# Start of SELECTED TEXT

# Leak Detection



## rickmccarthy (Jul 20, 2009)

Hey Guys, I am wondering what you guys do for leak detection, I just got a locator with my camera and I have the ability to get a seperate transmitter to trace any line I energize not just the sonde in the camera head. is there a way to detect leaks I can energize and trace the water line and I have heard of people using stethascopes to listen for leaks with a ground probe does this work Or do you have any tricks that work I am trying to come up with a way to not lose these calls until I get the actual leak detection equipment.


----------



## Protech (Sep 22, 2008)

It would be pretty tough to teach you over the internet. Get a navitrack a line inducer and a leak detector (I like fisher but there are several decent units out there). Give me a call when you've got the equipment and I lay it out for ya. Each call is a little bit different.



rickmccarthy said:


> Hey Guys, I am wondering what you guys do for leak detection, I just got a locator with my camera and I have the ability to get a seperate transmitter to trace any line I energize not just the sonde in the camera head. is there a way to detect leaks I can energize and trace the water line and I have heard of people using stethascopes to listen for leaks with a ground probe does this work Or do you have any tricks that work I am trying to come up with a way to not lose these calls until I get the actual leak detection equipment.


----------



## JK949 (Mar 18, 2009)

I heard someone mention the old fashioned way of leak detecting. Not asking for a step by step, but curious what the ole fashioned way entails.


----------



## rocksteady (Oct 8, 2008)

You could do it with a stethoscope, common sense and some patience. Roughly trace the lines out (common sense), find the 2 loudest manifolds and listen between them (stethoscope and patience). Like pro-tech said, it's pretty tough to give a lesson via internet but that's the very, very condensed version. I would plan on investing in a detector/line locator sooner rather than later though. I've used a Goldak for the last 10 years and it works very well for me.





Paul


----------



## ToUtahNow (Jul 19, 2008)

# End of SELECTED TEXT
# Start of AVAILABLE DATA

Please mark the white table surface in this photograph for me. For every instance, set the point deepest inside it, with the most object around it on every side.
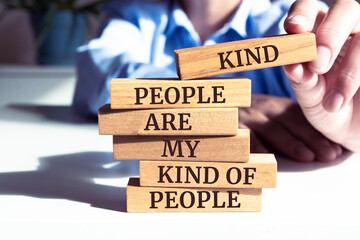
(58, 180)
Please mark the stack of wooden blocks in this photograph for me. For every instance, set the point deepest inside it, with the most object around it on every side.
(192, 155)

# End of AVAILABLE DATA

SET PROBLEM
Pick up the forum thread on leak detection, shown above before the listing, right after its last line.

RESPONSE FOR THIS EXERCISE
The way I have always done it is to start with the listening device and listen at all of the stub outs. The leak will generally be between the two stub outs which have the loudest reading, although manifolds can throw you off. You then energize the pipe with a transmitter and trace the line you believe is leaking. Once you know where the line is you go back to your listening device and listen along the floor where the pipe is located.

I use the Ridgid Navitrack and transmitter for locating the pipe and a Metrotech HL 4000 for a listening device.

http://0070100.netsolhost.com/products/pdf/m4000.pdf

Mark


----------



## JK949 (Mar 18, 2009)

That sounds familiar, a stethescope would work for a bit. Our guys will listen to the manifolds, cut them open, and the hole is big enough to allow the water to drain out, cap off the feed and find which fixtures are no longer fed. 99% of the time we run a new line rather than break up the floor.


----------



## Protech (Sep 22, 2008)

yep



JK949 said:


> That sounds familiar, a stethescope would work for a bit. Our guys will listen to the manifolds, cut them open, and the hole is big enough to allow the water to drain out, cap off the feed and find which fixtures are no longer fed. 99% of the time we run a new line rather than break up the floor.


----------



## rickmccarthy (Jul 20, 2009)

Thanks guys I guess my wording was a little off I plan on getting the transmitter this week or next to energize and trace out the line but what can I use for a listening device, a stethascope and a ground probe does that really work? I am thinking of outdoor water service. would there be a difference in listening devices for slab leaks


----------



## Protech (Sep 22, 2008)

Yes. Inside you need a flat geophone. Outside you usually use a geophone attached to a probe rod.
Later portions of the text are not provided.